● **Ausgangstext**:

⁂

Lügen und verleumden. Die zweifelhaften Methoden der Bündner Repower — Teil 1

Das Bündner Energieunternehmen Repower manipulierte die Generalversammlung und desinformierte die Medien. Dies wurde anlässlich der Generalversammlung von heute (29. April 2015) bekannt. Für Repower ist es nicht das erste Vorkommnis zweifelhafter Art und ereignete sich trotz einer früheren Mahnung des damaligen Bündner Regierungsrats und heutigen Ständrats Martin Schmid, Praktiken wie Desinformation könnten nicht geduldet werden. Schmid vertritt seit 2008 den Kanton im leitenden Gremium des Verwaltungsrats der Repower. Das Fehlverhalten fand an der Generalversammlung des Vorjahrs statt und erfolgte durch Kaderleute des Bündner Energiekonzerns. Ihr Vorgehen könnte rechtliche Konsequenzen haben.

„Praktiken, wie Desinformation der Bevölkerung und der Medien, können aus meiner Sicht nicht geduldet werden.“ Martin Schmid im Grossen Rat Graubündens, am 19. November 2011. Ausschnitt aus einer Sendung des Regionaljournals des Schweizer Radios.

 

Im April 2014 verklagte  der Leiter von Repower Italien, Fabio Bocchiola, im Namen der SEI S.p.A. vier Gegner des projektierten Kohlekraftwerks wegen Rufschädigung. Die vier Aktivisten sollen 4 Millionen Euro Schadenersatz leisten. Repowers Tochtergesellschaft SEI plant das umstrittene Werk. Das in der Klageschrift der SEI zuerst aufgelistete Dokument (Anhang «1a», Titelbild) ist eine Fotomontage, die das geplante Kraftwerk mit dem Konzentrationslager Auschwitz vergleicht.

Der Verwaltungsratspräsident der Repower, Eduard Rikli, sagte dazu an der Repower-Generalversammlung 2014, es seien „schreckliche Dinge gesagt worden, welche die wirklichen Opfer des Genozids im zweiten Weltkrieg verunglimpfen“.

An der gleichen Versammlung meldete sich überraschend ein Aktionär zu Wort. Er sagte, er sei „im Internet auf eine Seite gestossen, in der das Projekt Saline Joniche mit Auschwitz verglichen wird“ (so ist es im Protokoll  festgehalten). Er zeigte einen Ausdruck des umstrittenen Vergleichs mit Auschwitz im Format A4.

Anhang 1.a der Millionenklage
„Wir lassen Saline nicht zum italienischen Auschwitz machen. Nein zum Kraftwerk. Saline kohlefrei.“ Das vom Aktionär gezeigte A4, photographiert anlässlich der Generalversammlung 2014. Links oben ist die Bezeichnung „1.a“ sichtbar, die Nummerierung als Anhang zur Klageschrift der SEI. Der Aktionär hatte diesen Ausdruck nicht im Internet gefunden, wie er in der Versammlung behauptete, sondern von Repowers Livio Zanolari erhalten, was er am gleichen Tag eingestand. Grösser.

⁂

● **Gegebene Informationen**:
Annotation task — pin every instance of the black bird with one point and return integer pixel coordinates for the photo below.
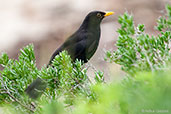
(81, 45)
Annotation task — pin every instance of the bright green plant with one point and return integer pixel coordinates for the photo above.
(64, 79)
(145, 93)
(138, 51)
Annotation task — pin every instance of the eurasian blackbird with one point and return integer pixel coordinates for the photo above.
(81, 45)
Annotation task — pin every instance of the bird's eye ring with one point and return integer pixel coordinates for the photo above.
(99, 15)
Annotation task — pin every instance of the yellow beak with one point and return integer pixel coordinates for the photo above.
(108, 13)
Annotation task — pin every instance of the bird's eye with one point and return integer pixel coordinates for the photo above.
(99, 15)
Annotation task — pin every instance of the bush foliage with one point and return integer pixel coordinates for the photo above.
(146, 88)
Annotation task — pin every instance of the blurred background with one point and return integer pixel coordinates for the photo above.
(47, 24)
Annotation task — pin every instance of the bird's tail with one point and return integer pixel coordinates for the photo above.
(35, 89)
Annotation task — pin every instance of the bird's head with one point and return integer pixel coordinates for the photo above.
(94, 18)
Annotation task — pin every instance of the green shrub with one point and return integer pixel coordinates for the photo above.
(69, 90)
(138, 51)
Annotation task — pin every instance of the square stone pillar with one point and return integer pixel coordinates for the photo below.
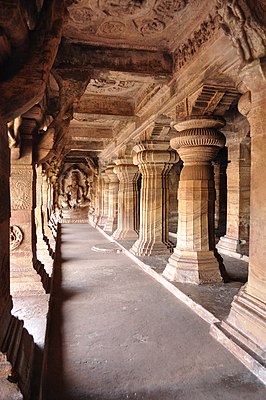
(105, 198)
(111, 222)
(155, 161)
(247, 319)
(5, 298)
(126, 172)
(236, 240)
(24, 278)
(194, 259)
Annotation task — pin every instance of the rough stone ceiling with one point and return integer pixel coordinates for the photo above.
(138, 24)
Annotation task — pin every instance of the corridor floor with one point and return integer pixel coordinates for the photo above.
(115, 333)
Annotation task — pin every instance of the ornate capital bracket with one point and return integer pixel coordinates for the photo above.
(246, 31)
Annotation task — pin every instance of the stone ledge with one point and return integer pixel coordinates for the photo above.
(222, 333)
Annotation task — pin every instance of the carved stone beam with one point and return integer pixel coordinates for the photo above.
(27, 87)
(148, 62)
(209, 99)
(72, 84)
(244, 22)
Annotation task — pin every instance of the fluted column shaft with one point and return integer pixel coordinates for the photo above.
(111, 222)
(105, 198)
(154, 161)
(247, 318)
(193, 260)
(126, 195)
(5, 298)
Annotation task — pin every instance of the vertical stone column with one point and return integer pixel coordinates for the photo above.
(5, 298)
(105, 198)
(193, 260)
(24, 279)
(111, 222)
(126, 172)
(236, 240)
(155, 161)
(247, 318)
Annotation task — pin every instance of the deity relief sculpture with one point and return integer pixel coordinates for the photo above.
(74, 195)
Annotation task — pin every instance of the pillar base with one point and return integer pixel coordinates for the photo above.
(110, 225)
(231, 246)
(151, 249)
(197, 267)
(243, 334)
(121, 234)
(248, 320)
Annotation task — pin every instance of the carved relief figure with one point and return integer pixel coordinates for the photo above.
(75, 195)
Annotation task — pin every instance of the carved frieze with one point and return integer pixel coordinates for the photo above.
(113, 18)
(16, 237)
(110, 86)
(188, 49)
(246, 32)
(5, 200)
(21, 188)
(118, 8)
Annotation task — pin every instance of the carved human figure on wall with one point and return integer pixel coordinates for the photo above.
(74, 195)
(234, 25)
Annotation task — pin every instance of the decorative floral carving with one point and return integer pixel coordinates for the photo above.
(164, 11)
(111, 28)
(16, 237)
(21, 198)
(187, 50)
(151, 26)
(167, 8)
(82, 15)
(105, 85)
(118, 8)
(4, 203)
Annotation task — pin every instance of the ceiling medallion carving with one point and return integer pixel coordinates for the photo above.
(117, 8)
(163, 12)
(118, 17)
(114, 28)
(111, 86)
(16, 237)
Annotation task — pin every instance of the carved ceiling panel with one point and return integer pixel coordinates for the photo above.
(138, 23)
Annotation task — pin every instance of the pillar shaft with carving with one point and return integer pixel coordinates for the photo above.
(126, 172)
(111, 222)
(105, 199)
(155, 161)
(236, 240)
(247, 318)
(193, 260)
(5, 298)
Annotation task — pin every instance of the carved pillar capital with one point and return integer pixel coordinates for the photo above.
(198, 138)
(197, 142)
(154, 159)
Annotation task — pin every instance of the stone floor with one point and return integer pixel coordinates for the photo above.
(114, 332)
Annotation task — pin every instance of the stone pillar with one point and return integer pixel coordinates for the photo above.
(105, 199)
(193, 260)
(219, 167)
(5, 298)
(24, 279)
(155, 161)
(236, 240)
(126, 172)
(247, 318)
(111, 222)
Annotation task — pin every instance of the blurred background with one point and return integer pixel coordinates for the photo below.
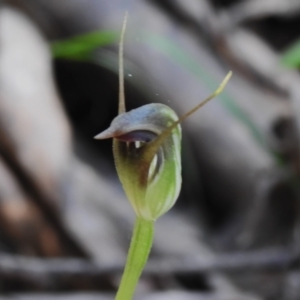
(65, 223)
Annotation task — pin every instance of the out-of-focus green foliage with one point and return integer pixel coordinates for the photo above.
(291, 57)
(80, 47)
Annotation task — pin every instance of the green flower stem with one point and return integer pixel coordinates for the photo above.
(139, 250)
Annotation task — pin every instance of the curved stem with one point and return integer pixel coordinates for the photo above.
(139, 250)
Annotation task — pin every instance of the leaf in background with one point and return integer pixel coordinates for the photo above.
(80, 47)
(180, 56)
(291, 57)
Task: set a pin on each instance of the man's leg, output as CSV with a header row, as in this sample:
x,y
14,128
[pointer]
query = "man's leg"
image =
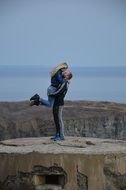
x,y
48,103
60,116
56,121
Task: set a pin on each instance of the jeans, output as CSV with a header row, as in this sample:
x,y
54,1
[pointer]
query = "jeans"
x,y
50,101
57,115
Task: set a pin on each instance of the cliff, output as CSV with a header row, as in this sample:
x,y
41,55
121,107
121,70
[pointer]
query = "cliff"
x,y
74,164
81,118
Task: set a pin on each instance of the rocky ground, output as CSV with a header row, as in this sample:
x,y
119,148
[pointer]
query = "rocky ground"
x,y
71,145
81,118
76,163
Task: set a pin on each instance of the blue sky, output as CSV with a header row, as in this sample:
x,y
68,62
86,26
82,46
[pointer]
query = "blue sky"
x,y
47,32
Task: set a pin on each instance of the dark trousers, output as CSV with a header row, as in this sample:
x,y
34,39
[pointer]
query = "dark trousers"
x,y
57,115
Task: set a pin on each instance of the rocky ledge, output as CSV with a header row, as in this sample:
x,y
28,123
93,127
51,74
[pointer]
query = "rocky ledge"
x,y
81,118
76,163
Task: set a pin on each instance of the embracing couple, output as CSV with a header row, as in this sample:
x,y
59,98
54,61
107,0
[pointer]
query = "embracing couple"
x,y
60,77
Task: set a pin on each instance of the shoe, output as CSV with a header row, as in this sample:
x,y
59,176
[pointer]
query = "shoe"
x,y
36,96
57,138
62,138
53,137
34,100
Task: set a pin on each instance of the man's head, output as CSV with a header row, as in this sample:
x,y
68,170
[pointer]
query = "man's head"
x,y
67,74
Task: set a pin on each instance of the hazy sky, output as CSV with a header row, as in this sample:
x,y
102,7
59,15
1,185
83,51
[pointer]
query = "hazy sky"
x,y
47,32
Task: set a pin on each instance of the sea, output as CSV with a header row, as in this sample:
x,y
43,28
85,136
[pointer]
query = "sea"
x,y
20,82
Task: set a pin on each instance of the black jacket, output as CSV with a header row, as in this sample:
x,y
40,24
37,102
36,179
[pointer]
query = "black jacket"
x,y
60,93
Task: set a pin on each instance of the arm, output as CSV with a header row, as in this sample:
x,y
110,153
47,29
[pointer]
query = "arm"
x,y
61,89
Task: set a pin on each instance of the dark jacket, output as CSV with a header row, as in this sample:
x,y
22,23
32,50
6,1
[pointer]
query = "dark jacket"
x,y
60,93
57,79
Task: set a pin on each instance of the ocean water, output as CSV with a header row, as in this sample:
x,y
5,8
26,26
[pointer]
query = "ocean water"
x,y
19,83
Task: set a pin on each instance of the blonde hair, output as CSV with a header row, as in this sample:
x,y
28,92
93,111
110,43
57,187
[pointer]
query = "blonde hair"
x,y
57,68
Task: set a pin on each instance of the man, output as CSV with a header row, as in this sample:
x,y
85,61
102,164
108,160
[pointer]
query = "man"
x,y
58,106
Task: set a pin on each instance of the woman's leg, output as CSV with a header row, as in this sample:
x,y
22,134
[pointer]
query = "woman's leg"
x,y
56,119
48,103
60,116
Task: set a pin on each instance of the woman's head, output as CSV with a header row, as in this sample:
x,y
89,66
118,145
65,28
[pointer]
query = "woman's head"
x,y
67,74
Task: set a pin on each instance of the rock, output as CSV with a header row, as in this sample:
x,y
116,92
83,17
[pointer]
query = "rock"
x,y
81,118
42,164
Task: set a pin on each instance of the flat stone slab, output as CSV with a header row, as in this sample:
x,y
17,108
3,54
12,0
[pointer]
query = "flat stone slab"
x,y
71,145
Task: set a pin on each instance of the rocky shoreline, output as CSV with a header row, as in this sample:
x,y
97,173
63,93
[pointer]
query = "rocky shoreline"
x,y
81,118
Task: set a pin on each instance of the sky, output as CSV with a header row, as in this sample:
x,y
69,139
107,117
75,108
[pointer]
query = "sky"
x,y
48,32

⁂

● **Arbeitsaufträge**:
(a) Nennen Sie alle Personen, die im Text über Repower mit Namen genannt werden.
(b) Setzen Sie den Text über Repower im Anschluss an seinen letzten Satz fort.

● **Lösungen**:
(a) Martin Schmid, Fabio Bocchiola, Eduard Rikli, Livio Zanolari

(b)
 

Beim Mittagessen nach der Generalversammlung, erklärte der Aktionär den Umsitzenden, woher er das Dokument tatsächlich hatte. Der Mediensprecher der Repower habe es ihm gegeben und ihn aufgefordert, darüber in der Generalversammlung zu sprechen. Zuvor habe der Mediensprecher eine andere Person gebeten, eine solche Wortmeldung zu machen, aber jener Aktionär habe dies abgelehnt. Auf die Frage, welcher der beiden Mediensprecher der Repower ihn angestiftet habe, antwortete der Aktionär: „Livio Zanolari“.

Repower hatte Zanolari im Juli 2012 als Leiter Unternehmenskommunikation angestellt, als absehbar war, dass Graubündens Stimmbürger über Repowers Pläne in Saline Joniche zu befinden haben würden. Zuvor war der Kommunikationsexperte  aus dem Puschlav unter anderem für sechs Bundesräte tätig gewesen. Der Aktionär, welcher der Bitte von Livio Zanolari entsprach und die Generalversammlung belog, ist ein ehemaliger leitender Mitarbeiter der Repower, bzw. der Repower-Vorgängergesellschaft Kraftwerke Brusio.

Die Anstellung Livio Zanolaris durch die Repower erfolgte nach einer Serie von Skandalen, die das Unternehmen im Herbst 2011 erschütterten. Nach einer Demonstration in Chur gegen die Kohlekraftwerkspläne der Repower mit rund 500 Teilnehmern gab der Repower-Berater in Kalabrien, Franco d’Aquaro ein mit Lügen befrachtetes Interview. Unter anderem behauptete er, es hätten an der Demonstration keine 100 Personen teilgenommen.

No Carbone Saline («Coordinamento»} stellte in einem Zusammenschnitt mit Franco D’Aquaros Fehlbehauptungen zur Schau, der im Interview  unter anderem sagte: „Aber da es eine Presse gibt, die desinformiert … “ und: „Die Leute, welche die Menschen desinformieren, sollten wenigstens die Wahrheit sagen.“

 

Die Rundschau des Schweizer Fernsehens machte nach der Demonstration bekannt, dass Repower, entgegen anders lautender Beteuerungen, Kohlebefürwortern die Reise von Kalabrien nach Chur bezahlt hatte. Etwa zur gleichen Zeit wurde bekannt, dass Davide Damiani, der Mediensprecher von Repower Italien, für die von SEI/Repower in Kalabrien aufgebauten Pro-Kohle Komitees die Medienmitteilungen schrieb. «Die Südostschweiz» schrieb über die Vorkommnisse unter den Titeln „Die zweifelhaften Methoden des Bündner Energieriesen“ und „Repower ruiniert Reputation“.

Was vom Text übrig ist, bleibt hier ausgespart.